Given exercise:
Using the stack-usage thread below, answer each question.
(a) Stack usage varies with which two factors?
(b) After what event can the active stack be shrunk?
(c) What does XFS do in order to use more stack?

Page excerpt:
The stack usage will vary depending on compiler version and
optimization settings.  Making an educated guess is possible, but may
not be enough in the future.

What would be nice is to get some actual data on stack usage under
various workloads, both maximum depth and depth at context switch.

> >  Also, the key
> > point I was trying to make is that you cannot safely shrink the active
> > stack.  It can only be done after the stack switch to the new task.
>
> Can you please elaborate why this is so? If the lowest pages are not
> used, and interrupts are disabled what is not safe about removing them
> from the page table?
>
> I am not against the idea of unmapping in __switch_to(), I just want
> to understand the reasons why more generic but perhaps not as precise
> approach would not  work.

As long as a wide buffer is given, it would probably be safe.  But it
would still be safer and more precise if done after the switch.



Brian Gerst
Pasha Tatashin March 19, 2024, 2:56 p.m. UTC | #41
On Mon, Mar 18, 2024 at 5:02 PM Brian Gerst <brgerst@gmail.com> wrote:
>
> On Mon, Mar 18, 2024 at 11:00 AM Pasha Tatashin
> <pasha.tatashin@soleen.com> wrote:
> >
> > On Sun, Mar 17, 2024 at 5:30 PM Brian Gerst <brgerst@gmail.com> wrote:
> > >
> > > On Sun, Mar 17, 2024 at 12:15 PM Pasha Tatashin
> > > <pasha.tatashin@soleen.com> wrote:
> > > >
> > > > On Sun, Mar 17, 2024 at 10:43 AM Brian Gerst <brgerst@gmail.com> wrote:
> > > > >
> > > > > On Sat, Mar 16, 2024 at 3:18 PM Pasha Tatashin
> > > > > <pasha.tatashin@soleen.com> wrote:
> > > > > >
> > > > > > On Thu, Mar 14, 2024 at 11:40 PM H. Peter Anvin <hpa@zytor.com> wrote:
> > > > > > >
> > > > > > > On March 14, 2024 8:13:56 PM PDT, Pasha Tatashin <pasha.tatashin@soleen.com> wrote:
> > > > > > > >On Thu, Mar 14, 2024 at 3:57 PM Matthew Wilcox <willy@infradead.org> wrote:
> > > > > > > >>
> > > > > > > >> On Thu, Mar 14, 2024 at 03:53:39PM -0400, Kent Overstreet wrote:
> > > > > > > >> > On Thu, Mar 14, 2024 at 07:43:06PM +0000, Matthew Wilcox wrote:
> > > > > > > >> > > On Tue, Mar 12, 2024 at 10:18:10AM -0700, H. Peter Anvin wrote:
> > > > > > > >> > > > Second, non-dynamic kernel memory is one of the core design decisions in
> > > > > > > >> > > > Linux from early on. This means there are lot of deeply embedded assumptions
> > > > > > > >> > > > which would have to be untangled.
> > > > > > > >> > >
> > > > > > > >> > > I think there are other ways of getting the benefit that Pasha is seeking
> > > > > > > >> > > without moving to dynamically allocated kernel memory.  One icky thing
> > > > > > > >> > > that XFS does is punt work over to a kernel thread in order to use more
> > > > > > > >> > > stack!  That breaks a number of things including lockdep (because the
> > > > > > > >> > > kernel thread doesn't own the lock, the thread waiting for the kernel
> > > > > > > >> > > thread owns the lock).

Data excerpts:

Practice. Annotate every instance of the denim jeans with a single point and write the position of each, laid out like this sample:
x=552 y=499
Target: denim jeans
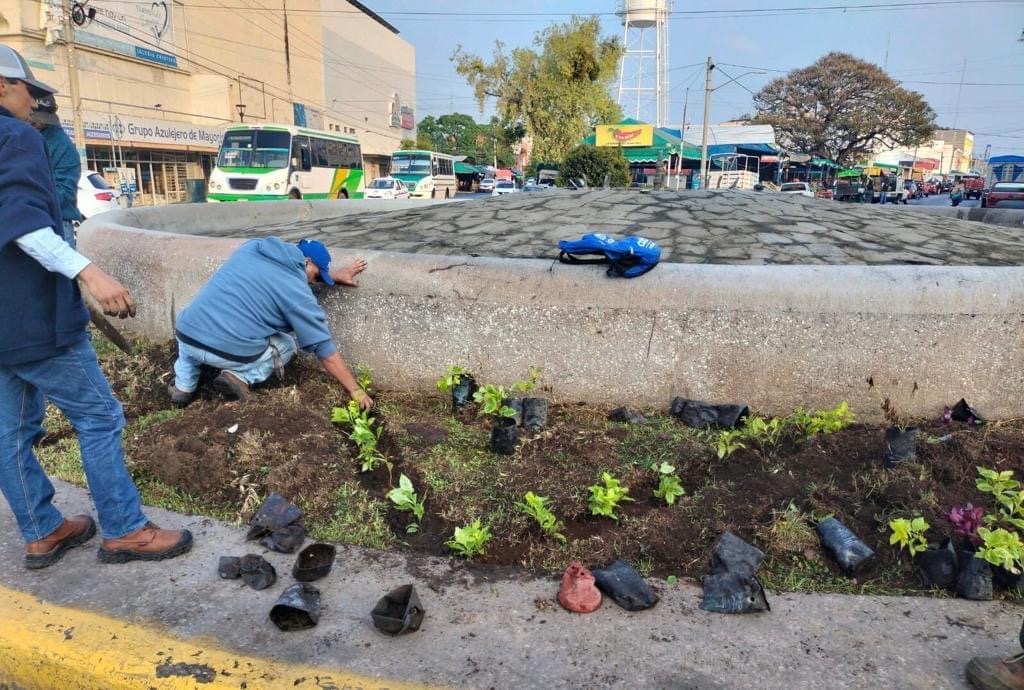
x=189 y=359
x=74 y=382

Output:
(a) Compiler version and optimization settings.
(b) After the stack switch to the new task.
(c) It punts work over to a kernel thread.